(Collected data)
——————
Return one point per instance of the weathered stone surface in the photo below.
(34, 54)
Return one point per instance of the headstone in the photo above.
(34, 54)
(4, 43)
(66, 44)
——————
* Work instructions *
Render all of the material above as a two-column CSV with the header instruction,response. Put each instruction and its answer on its own row, each value in a double-quoted field with line breaks replaced by spaces.

* Output for this exercise *
instruction,response
"Return one point per instance of the weathered stone surface in the photo below.","(34, 54)"
"Return one point per instance of the headstone in the photo above.","(34, 54) (4, 43) (66, 44)"